■ RAW RECORDS
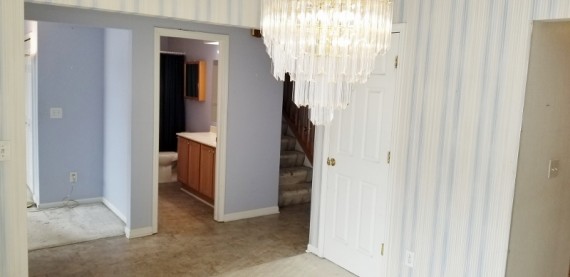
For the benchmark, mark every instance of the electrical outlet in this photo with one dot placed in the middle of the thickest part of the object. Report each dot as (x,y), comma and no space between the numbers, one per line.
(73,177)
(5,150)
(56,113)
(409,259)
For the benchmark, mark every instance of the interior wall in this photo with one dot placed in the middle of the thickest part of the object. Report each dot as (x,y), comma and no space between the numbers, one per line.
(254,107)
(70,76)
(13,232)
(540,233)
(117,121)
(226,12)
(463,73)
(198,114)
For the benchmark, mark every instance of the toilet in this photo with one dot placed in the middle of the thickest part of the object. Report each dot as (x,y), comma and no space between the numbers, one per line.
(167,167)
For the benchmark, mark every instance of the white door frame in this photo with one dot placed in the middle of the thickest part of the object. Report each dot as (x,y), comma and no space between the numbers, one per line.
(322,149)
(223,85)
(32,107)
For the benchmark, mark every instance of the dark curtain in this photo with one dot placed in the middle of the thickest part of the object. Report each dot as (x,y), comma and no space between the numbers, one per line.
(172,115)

---

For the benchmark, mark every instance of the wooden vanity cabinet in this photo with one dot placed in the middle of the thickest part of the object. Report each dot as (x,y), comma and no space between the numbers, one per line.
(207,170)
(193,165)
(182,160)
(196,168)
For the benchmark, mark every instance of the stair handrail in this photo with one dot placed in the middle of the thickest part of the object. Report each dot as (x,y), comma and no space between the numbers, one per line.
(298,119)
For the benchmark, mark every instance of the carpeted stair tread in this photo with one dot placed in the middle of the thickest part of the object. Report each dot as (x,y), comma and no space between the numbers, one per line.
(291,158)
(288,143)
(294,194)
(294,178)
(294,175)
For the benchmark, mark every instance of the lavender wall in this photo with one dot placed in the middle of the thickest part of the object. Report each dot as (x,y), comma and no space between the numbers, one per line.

■ EXERCISE GOAL
Present the lines of the data between the line containing "For the benchmark, mark every instance of the carpeted" and the line containing "For the benchmark, mark every instance of the lavender", inclusive, as a numbered list, omitting any blank lines.

■ SOLUTION FOR THIS PROBLEM
1. For the benchmark, mark every instance of the carpeted stair tread in this photo with one dot placed in the middle of the thickest part of the object. Report each dot as (x,y), comma and no space between the numbers, one per line.
2. (291,158)
3. (288,143)
4. (294,194)
5. (294,178)
6. (294,175)
7. For the benchmark, mark every instance of the lavender wall in this photo with one dot placed in the middle of the thickest part of the object. Report each dot as (x,y), comma and no space between the numbers, one per line.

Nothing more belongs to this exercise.